EXERCISE TEXT:
== Segment start ==
Plant–soil interactions alter nitrogen and phosphorus dynamics in an advancing subarctic treeline

Fetzer J., Moiseev P., Frossard E., Kaiser K., Mayer M., Gavazov K. & Hagedorn F.
Global Change Biology
30: e17200 [18 p.]
Treelines advance due to climate warming. The impacts of this vegetation shift on plant–soil nutrient cycling are still uncertain, yet highly relevant as nutrient availability stimulates tree growth. Here, we investigated nitrogen (N) and phosphorus (P) in plant and soil pools along two tundra–forest transects on Kola Peninsula, Russia, with a documented elevation shift of birch-dominated treeline by 70 m during the last 50 years. Results show that although total N and P stocks in the soil–plant system did not change with elevation, their distribution was significantly altered. With the transition from high-elevation tundra to low-elevation forest, P stocks in stones decreased, possibly reflecting enhanced weathering. In contrast, N and P stocks in plant biomass approximately tripled and available P and N in the soil increased fivefold toward the forest. This was paralleled by decreasing carbon (C)-to-nutrient ratios in foliage and litter, smaller C:N:P ratios in microbial biomass, and lower enzymatic activities related to N and P acquisition in forest soils. An incubation experiment further demonstrated manifold higher N and P net mineralization rates in litter and soil in forest compared to tundra, likely due to smaller C:N:P ratios in decomposing organic matter. Overall, our results show that forest expansion increases the mobilization of available nutrients through enhanced weathering and positive plant–soil feedback, with nutrient-rich forest litter releasing greater amounts of N and P upon decomposition. While the low N and P availability in tundra may retard treeline advances, its improvement toward the forest likely promotes tree growth and forest development. Keywords: biogeochemistry, climate change, elevation gradient, extracellular enzymatic activity, forest, microbial biomass, nutrient cycling, stoichiometry, tundra.
== Segment end ==
Region pointing data
== Segment start ==
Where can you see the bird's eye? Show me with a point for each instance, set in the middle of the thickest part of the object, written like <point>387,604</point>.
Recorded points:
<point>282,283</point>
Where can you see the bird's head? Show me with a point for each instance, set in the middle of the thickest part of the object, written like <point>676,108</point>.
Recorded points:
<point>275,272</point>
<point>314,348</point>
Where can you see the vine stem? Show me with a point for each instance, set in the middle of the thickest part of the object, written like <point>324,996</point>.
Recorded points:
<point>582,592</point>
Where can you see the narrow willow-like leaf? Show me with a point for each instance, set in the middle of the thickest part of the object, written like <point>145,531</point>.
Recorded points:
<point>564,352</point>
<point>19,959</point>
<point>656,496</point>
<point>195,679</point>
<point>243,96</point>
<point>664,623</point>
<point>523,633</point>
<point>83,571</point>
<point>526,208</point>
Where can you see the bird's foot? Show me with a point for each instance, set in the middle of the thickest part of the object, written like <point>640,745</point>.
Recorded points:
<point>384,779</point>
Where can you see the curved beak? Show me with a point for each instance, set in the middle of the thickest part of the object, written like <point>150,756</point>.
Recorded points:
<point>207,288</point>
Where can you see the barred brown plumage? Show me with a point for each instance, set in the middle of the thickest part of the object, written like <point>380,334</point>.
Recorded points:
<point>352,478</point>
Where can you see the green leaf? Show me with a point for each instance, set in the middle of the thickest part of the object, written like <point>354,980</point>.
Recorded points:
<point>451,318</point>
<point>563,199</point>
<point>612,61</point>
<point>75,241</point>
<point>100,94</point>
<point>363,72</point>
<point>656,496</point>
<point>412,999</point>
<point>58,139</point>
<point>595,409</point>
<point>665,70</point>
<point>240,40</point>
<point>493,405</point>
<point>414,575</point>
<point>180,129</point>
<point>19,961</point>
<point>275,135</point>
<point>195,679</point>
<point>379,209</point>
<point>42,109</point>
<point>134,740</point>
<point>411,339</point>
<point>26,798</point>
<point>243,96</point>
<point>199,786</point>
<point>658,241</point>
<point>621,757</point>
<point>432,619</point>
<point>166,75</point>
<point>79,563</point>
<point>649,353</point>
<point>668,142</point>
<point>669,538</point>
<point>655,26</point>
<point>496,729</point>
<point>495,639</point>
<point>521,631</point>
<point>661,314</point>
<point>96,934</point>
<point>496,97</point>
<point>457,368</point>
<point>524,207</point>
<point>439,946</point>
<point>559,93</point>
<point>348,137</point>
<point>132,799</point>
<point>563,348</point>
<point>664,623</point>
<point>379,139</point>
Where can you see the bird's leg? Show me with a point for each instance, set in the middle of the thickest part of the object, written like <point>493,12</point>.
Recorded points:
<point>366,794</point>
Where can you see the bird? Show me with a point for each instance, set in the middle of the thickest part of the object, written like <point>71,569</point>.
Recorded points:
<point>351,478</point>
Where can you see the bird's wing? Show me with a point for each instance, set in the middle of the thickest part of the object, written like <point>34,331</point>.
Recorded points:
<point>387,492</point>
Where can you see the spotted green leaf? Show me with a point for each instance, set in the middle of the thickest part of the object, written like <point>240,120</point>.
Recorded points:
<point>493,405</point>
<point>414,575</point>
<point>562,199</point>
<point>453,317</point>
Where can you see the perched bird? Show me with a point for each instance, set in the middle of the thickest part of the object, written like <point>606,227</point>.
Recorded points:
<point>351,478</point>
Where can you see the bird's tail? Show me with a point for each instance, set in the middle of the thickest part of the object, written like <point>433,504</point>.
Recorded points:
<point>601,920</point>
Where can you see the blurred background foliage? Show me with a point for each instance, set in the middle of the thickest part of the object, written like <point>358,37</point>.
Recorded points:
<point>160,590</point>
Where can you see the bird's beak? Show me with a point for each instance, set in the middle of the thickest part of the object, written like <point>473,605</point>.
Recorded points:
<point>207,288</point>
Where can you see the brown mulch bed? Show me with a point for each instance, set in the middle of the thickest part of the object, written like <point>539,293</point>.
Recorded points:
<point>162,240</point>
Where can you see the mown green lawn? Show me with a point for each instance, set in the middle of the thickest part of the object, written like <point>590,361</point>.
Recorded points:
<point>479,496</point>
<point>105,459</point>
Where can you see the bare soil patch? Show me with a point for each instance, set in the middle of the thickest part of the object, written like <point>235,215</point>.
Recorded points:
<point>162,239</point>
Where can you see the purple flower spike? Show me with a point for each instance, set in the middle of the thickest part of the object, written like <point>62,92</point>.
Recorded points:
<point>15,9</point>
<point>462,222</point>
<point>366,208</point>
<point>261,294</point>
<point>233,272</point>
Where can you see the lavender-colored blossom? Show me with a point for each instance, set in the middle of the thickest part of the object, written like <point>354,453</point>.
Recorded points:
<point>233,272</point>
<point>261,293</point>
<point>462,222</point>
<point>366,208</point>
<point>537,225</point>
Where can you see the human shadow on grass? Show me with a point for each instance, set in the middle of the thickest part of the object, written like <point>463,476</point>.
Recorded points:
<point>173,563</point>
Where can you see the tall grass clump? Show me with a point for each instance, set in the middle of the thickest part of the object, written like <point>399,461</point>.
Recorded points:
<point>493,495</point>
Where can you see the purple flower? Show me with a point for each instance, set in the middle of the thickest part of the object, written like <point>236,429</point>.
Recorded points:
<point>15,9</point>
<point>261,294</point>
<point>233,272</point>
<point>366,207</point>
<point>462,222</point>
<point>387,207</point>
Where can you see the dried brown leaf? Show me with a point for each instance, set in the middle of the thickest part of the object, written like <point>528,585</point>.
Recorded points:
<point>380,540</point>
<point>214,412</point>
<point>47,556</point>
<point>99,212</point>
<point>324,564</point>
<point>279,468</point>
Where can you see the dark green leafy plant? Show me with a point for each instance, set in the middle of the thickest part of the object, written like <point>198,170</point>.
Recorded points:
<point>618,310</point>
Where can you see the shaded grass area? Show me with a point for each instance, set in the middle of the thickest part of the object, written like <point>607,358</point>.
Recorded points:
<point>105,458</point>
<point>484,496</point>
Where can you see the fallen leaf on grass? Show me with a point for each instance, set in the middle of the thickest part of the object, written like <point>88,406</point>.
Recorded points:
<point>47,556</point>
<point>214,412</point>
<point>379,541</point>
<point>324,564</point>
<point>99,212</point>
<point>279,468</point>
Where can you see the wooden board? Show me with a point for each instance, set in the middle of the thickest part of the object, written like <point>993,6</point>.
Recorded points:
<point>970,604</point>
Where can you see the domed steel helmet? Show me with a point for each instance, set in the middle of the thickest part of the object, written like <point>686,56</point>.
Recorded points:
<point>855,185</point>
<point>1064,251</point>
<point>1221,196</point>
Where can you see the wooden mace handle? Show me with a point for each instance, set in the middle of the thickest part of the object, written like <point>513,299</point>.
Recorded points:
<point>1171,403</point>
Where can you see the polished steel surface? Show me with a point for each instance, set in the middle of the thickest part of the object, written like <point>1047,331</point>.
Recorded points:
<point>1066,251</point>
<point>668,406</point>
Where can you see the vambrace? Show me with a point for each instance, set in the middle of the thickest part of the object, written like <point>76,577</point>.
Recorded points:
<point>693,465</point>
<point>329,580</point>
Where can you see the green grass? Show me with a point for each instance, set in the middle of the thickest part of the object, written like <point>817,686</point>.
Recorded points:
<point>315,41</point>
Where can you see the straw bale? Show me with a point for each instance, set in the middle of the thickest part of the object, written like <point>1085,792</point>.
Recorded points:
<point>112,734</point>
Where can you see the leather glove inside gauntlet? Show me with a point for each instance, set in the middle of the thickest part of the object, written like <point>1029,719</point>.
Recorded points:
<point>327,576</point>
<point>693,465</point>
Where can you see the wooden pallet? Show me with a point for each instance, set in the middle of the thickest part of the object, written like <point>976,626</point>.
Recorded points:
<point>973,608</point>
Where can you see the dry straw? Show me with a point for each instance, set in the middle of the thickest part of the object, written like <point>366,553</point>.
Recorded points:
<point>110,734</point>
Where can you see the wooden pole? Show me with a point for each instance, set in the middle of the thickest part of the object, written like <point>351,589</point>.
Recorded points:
== Segment end ==
ACTIVITIES:
(A) Rewrite the paragraph of the treeline abstract that begins "Treelines advance due to climate warming" as a shorter paragraph that keeps its main findings.
(B) Reproduce the part of the treeline abstract that runs from "Plant–soil interactions alter" down to "K. & Hagedorn F.", keeping every word unchanged.

YOUR WRITTEN ANSWERS:
(A) As climate warming pushes treelines upward, the effect on plant–soil nutrient cycling remains uncertain, although nutrient availability drives tree growth. This study measured nitrogen (N) and phosphorus (P) in plant and soil pools along two tundra–forest transects on Kola Peninsula, Russia, where the birch-dominated treeline has risen 70 m in 50 years. Total N and P stocks did not change with elevation, but their distribution did. From tundra to forest, P in stones decreased, possibly through enhanced weathering. N and P in plant biomass roughly tripled, and available soil N and P rose fivefold. Forest sites also showed lower carbon-to-nutrient ratios in foliage and litter, smaller C:N:P ratios in microbial biomass, and lower enzyme activity for N and P acquisition. An incubation experiment found much higher net N and P mineralization in forest litter and soil, likely because the decomposing organic matter had smaller C:N:P ratios. Forest expansion therefore mobilizes more nutrients through weathering and positive plant–soil feedback. Poor nutrient availability in tundra may slow treeline advance, while richer conditions toward the forest likely promote tree growth.

(B)
Plant–soil interactions alter nitrogen and phosphorus dynamics in an advancing subarctic treeline

Fetzer J., Moiseev P., Frossard E., Kaiser K., Mayer M., Gavazov K. & Hagedorn F.